Two favorite pictures and two funny quotes. I posted about my resolutions and a few of them I accomplished! Pretty good start to the year.


February


"But my world got turned upside down." 




Awesome pictures this month hahaha. This is when I had to move all of a sudden. I wasn't working which was nice. I got some jump time in and talked about my favorite thing -bling.

March




"Im pretty sure I have the worst luck ever." "#peglegmuskateer"

I got hurt and reminisced about the younger days.

April 

\

I jumped again! Ries turned 13 and I stalked the mailman for my Monacos.

May



Recovered from being super sick and dealing with dumb roomate. Mom got married and happy gotcha day to Ries!








June

"So I have probably thrown down over $1,000 for this one show over membership fees, entry fees, and show clothes. Let's see if we can win some satin! "


I had my first dressage show ever, where Czoey Czar saved the day. Ries was very hurt and I cried a lot during that show. I ended up with Reserve Champ! 


Next six months coming soon. Quite a ride for those last six, if I only knew what was coming!

Thursday, February 4, 2016

Riding Update 1/29-2/1

Where is my coordinating pad woman?


Whew! After a (business) week of a post every single day of course I get knocked on my ass. Monday I got super sick. But before then, I got some good rides in!

Friday I was supposed to have a lesson but CJ had to go out of town. I don't remember doing anything super spectacular, just a generic ride.

Saturday I finally brought out the AWESOME pink sparkle polos from Alli & Dino. They are epic. Only thing I need to do is add an extra tab of velcro because the sparkle velcro tab is too long for the other side of the velcro (wow I can't explain anything)

We had a fabulously relaxed ride where we did a lot of stretchy trot. We also got some very good canter transitions in. Our walking spiral in is doing great as well!

Sunday is when I had rescheduled my lesson and for whatever reason it was postponed again. Personally I tell CJ to reschedule for whenever because right now we aren't doing anything exciting and I'm poor so one more day of pretending to have money is great. He was kind of a jerk and just overall pissy. He was exceptionally over sensitive. We attempted to transition frequently like we have to for tests but he wasn't ready for that yet apparently. I basically just ended up doing a lot of long and low to keep him stress free. 

Monday Ries told me he was overwhelmed with the workload. I stopped doing chores at the barn which makes me actually want to be at the barn all the time again! Previously I would be at the barn but I didn't get a chance to ride. This was the first time he had been ridden three days in a row in quite some time.

Directions for this task –
List every month that appears as a section heading in the riding blog post. None of this material has any bearing on the riding blog post.

Referring expression pointing data –
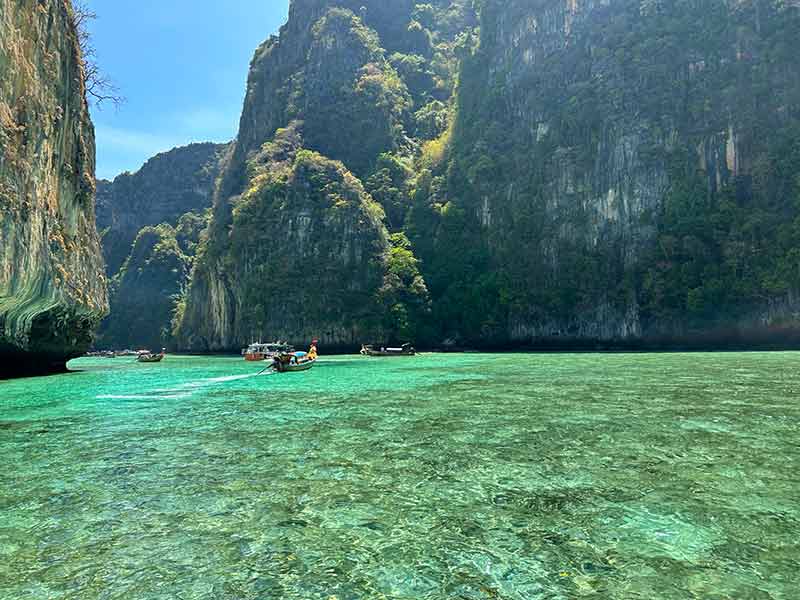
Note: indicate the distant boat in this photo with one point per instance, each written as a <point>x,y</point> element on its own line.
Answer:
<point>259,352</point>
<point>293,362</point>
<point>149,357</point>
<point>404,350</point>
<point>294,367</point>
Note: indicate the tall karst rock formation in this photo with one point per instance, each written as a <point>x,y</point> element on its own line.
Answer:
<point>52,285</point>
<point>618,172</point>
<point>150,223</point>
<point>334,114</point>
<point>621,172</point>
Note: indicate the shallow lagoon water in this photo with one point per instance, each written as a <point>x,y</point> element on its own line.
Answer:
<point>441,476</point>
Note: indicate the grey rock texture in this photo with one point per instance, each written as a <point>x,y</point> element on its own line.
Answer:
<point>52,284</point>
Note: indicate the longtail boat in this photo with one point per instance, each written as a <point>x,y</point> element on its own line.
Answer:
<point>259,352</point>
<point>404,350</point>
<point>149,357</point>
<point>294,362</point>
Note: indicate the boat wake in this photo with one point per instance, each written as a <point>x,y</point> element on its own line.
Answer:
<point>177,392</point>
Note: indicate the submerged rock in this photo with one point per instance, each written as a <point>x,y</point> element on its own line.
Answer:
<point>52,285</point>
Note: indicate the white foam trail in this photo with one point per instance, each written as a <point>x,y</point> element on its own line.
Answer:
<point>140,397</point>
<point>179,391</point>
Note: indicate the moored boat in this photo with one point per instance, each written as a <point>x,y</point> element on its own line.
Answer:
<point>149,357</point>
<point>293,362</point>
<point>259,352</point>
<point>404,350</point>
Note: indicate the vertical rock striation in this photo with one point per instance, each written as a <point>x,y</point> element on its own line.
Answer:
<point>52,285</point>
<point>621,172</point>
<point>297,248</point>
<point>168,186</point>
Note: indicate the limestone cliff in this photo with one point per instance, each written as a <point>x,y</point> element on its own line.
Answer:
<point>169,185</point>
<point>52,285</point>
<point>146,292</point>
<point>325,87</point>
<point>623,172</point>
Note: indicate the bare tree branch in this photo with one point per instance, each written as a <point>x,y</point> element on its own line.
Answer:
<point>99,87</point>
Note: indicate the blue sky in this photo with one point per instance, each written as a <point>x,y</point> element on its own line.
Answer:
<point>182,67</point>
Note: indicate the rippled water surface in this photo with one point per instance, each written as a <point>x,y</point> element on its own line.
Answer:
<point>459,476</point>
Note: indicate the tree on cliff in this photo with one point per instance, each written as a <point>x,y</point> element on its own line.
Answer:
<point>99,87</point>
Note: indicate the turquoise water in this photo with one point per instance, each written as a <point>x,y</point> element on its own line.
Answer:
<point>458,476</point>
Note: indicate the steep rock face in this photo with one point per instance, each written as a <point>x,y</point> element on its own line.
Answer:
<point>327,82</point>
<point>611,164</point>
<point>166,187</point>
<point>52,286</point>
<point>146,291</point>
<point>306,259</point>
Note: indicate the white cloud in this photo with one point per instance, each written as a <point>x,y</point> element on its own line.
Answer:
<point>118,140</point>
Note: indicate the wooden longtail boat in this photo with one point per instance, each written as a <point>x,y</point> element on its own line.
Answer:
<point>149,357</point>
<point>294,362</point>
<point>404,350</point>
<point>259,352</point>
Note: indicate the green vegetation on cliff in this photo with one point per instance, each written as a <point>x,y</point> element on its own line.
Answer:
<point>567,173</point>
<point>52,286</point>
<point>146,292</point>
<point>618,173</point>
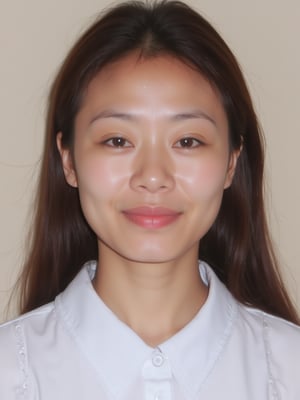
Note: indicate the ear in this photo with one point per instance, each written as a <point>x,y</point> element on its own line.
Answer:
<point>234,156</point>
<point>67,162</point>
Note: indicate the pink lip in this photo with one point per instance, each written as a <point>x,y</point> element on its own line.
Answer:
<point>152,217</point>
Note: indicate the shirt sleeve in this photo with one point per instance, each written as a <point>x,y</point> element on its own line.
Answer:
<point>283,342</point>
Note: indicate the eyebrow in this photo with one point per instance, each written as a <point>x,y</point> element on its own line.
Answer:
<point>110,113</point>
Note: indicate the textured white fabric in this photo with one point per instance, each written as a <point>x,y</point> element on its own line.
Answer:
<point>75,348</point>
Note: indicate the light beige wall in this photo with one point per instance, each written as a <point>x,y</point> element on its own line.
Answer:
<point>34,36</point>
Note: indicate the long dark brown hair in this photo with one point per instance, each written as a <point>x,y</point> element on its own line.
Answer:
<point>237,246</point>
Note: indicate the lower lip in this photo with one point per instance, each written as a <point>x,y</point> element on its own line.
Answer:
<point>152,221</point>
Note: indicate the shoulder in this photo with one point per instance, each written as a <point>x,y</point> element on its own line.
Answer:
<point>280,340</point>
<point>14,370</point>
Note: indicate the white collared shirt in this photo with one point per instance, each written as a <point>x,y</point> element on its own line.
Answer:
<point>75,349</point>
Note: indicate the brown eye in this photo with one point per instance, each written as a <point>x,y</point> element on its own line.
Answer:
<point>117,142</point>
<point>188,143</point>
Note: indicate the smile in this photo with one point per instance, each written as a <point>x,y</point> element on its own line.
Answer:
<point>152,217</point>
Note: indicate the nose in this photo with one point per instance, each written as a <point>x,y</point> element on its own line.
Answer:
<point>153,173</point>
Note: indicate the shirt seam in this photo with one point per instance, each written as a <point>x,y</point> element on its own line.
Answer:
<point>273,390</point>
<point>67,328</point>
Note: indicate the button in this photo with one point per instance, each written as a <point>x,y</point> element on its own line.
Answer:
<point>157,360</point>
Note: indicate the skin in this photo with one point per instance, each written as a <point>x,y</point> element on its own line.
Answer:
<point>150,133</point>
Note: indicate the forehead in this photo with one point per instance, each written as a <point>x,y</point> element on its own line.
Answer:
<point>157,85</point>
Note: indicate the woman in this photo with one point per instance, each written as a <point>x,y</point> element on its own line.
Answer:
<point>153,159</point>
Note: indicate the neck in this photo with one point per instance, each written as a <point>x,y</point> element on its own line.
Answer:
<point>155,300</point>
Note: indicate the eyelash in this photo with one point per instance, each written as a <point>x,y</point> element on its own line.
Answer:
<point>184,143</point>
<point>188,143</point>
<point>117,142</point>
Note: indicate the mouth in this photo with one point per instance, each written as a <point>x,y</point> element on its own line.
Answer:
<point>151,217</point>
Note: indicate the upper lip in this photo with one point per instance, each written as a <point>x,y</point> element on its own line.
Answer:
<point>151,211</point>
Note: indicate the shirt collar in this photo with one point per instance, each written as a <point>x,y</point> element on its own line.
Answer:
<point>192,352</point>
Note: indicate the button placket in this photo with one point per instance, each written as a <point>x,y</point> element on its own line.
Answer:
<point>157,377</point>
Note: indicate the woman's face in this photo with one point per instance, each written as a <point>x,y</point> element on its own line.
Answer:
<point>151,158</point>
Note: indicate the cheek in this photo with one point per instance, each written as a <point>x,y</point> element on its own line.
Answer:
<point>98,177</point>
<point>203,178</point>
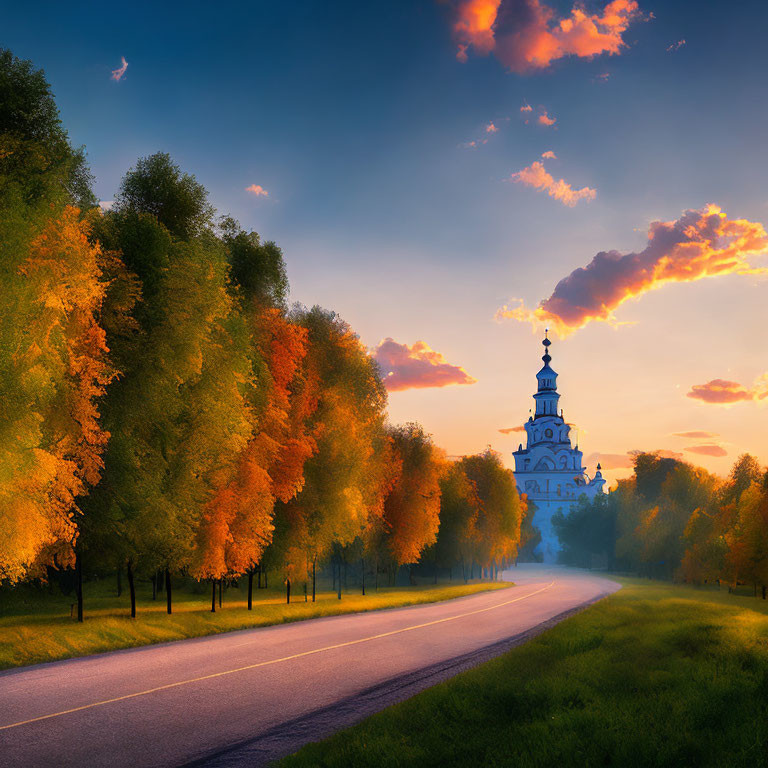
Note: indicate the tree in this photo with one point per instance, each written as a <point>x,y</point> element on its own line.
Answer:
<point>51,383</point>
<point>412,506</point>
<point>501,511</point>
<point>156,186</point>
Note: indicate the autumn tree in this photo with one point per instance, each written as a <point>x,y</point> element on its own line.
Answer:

Task response –
February, March, April, May, June